> Problem details
Copy every line of the data below word for word, changing nothing.

> Working data
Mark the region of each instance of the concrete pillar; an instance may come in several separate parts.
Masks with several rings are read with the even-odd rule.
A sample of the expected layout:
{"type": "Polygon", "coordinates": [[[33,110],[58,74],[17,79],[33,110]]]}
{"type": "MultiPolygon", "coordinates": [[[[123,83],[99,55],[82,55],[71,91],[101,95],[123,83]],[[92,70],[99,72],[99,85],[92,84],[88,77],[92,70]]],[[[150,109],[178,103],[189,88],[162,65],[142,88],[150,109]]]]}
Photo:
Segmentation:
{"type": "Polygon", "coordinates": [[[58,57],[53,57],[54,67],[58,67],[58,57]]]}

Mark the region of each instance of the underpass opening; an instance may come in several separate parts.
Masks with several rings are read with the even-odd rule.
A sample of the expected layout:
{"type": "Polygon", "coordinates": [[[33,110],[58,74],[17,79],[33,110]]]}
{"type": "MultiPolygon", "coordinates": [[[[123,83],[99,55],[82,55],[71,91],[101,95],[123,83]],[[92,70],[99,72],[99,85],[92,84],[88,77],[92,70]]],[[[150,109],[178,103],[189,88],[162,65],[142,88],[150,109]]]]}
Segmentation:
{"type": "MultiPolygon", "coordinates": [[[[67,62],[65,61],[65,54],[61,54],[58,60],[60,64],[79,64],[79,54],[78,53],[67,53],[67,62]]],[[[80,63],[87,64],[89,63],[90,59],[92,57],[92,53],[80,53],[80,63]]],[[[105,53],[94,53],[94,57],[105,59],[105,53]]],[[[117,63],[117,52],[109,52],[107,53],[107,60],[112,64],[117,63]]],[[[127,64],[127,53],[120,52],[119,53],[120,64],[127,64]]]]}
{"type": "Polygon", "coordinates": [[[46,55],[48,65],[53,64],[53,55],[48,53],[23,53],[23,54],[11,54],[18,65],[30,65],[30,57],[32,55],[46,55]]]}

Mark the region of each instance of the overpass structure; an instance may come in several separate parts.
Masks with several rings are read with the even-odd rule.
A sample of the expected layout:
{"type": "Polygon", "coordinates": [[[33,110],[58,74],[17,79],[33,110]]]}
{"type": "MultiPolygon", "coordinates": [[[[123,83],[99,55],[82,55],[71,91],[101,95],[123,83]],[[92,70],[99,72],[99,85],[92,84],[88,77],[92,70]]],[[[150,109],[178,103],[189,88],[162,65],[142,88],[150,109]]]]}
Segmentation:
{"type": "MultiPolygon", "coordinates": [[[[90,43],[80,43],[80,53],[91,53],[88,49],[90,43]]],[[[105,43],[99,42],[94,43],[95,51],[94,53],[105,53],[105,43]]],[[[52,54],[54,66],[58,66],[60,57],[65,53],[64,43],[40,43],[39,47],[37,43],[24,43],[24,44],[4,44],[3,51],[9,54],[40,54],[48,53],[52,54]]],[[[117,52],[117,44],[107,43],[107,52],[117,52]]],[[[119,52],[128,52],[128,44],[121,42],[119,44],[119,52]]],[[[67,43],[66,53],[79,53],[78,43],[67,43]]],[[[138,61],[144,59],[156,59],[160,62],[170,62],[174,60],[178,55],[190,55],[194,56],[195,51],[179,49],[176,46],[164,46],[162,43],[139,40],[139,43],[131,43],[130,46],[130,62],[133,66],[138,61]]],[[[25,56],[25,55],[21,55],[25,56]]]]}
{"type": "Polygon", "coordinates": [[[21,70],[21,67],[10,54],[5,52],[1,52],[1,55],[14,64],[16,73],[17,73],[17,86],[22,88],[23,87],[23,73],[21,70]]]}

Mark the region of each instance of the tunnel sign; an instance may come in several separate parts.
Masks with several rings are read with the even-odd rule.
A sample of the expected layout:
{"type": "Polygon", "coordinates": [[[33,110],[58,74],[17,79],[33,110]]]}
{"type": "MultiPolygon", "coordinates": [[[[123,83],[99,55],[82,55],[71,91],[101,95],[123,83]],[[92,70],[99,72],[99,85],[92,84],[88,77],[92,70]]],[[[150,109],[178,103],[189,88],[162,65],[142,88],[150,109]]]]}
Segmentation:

> Written response
Mark the region of each instance of the concrete pillar; an instance may come in several separate parts.
Masks with several rings are read with the even-odd rule.
A sample of the expected layout:
{"type": "Polygon", "coordinates": [[[33,110],[58,74],[17,79],[33,110]]]}
{"type": "MultiPolygon", "coordinates": [[[[123,83],[99,55],[82,55],[71,91],[101,95],[123,83]],[[92,70],[99,72],[99,85],[92,84],[88,77],[92,70]]],[[[150,109],[178,103],[189,88],[162,65],[142,88],[150,109]]]]}
Photo:
Segmentation:
{"type": "Polygon", "coordinates": [[[58,57],[53,57],[54,67],[58,67],[58,57]]]}

Mark the region of each instance of the underpass opening; an instance may come in several separate parts.
Masks with several rings are read with the even-odd rule.
A sample of the expected layout:
{"type": "Polygon", "coordinates": [[[33,110],[58,74],[17,79],[33,110]]]}
{"type": "MultiPolygon", "coordinates": [[[[123,83],[99,55],[82,55],[71,91],[101,95],[123,83]],[[92,70],[99,72],[99,85],[92,84],[88,77],[92,70]]],[[[150,109],[178,103],[189,88],[162,65],[142,88],[150,109]]]]}
Segmentation:
{"type": "MultiPolygon", "coordinates": [[[[67,62],[65,61],[65,54],[61,54],[58,60],[60,64],[79,64],[79,54],[78,53],[67,53],[67,62]]],[[[80,63],[87,64],[89,63],[90,59],[92,57],[92,53],[80,53],[80,63]]],[[[105,53],[94,53],[94,57],[105,59],[105,53]]],[[[117,63],[117,52],[109,52],[107,53],[107,60],[112,64],[117,63]]],[[[127,64],[127,53],[120,52],[119,53],[120,64],[127,64]]]]}
{"type": "Polygon", "coordinates": [[[46,55],[48,65],[53,64],[53,55],[48,53],[23,53],[23,54],[11,54],[18,65],[30,65],[30,57],[32,55],[46,55]]]}

Mark the region of each instance of the overpass structure; an instance may come in several separate parts.
Masks with several rings are read with the even-odd rule.
A sample of the expected layout:
{"type": "Polygon", "coordinates": [[[33,110],[58,74],[17,79],[33,110]]]}
{"type": "MultiPolygon", "coordinates": [[[[123,83],[99,55],[82,55],[71,91],[101,95],[123,83]],[[92,70],[99,72],[99,85],[92,84],[88,77],[92,70]]],[[[150,109],[178,103],[189,88],[162,65],[142,88],[150,109]]]]}
Segmentation:
{"type": "MultiPolygon", "coordinates": [[[[90,43],[80,43],[80,53],[91,53],[88,49],[90,43]]],[[[105,43],[99,42],[94,43],[95,51],[94,53],[105,53],[105,43]]],[[[52,54],[54,66],[58,66],[60,57],[65,53],[64,43],[40,43],[39,47],[37,43],[24,43],[24,44],[4,44],[3,51],[9,54],[40,54],[48,53],[52,54]]],[[[117,52],[117,44],[107,43],[107,52],[117,52]]],[[[119,52],[128,52],[128,44],[121,42],[119,44],[119,52]]],[[[67,43],[66,53],[79,53],[78,43],[67,43]]],[[[138,61],[144,59],[156,59],[160,62],[170,62],[174,60],[178,55],[190,55],[194,56],[195,51],[179,49],[176,46],[164,46],[162,43],[139,40],[139,43],[131,43],[130,46],[130,62],[133,66],[138,61]]],[[[25,56],[25,55],[21,55],[25,56]]]]}
{"type": "Polygon", "coordinates": [[[21,70],[21,67],[10,54],[5,52],[1,52],[1,55],[14,64],[16,73],[17,73],[17,86],[22,88],[23,87],[23,73],[21,70]]]}

Mark the region of each instance of the tunnel sign; an instance may come in several separate parts.
Masks with several rings are read with the even-odd rule.
A sample of the expected layout:
{"type": "Polygon", "coordinates": [[[33,110],[58,74],[17,79],[33,110]]]}
{"type": "MultiPolygon", "coordinates": [[[[123,83],[99,55],[82,55],[71,91],[101,95],[123,83]],[[92,70],[99,72],[99,85],[92,84],[88,77],[92,70]]],[[[150,109],[178,103],[189,88],[162,65],[142,88],[150,109]]]]}
Segmentation:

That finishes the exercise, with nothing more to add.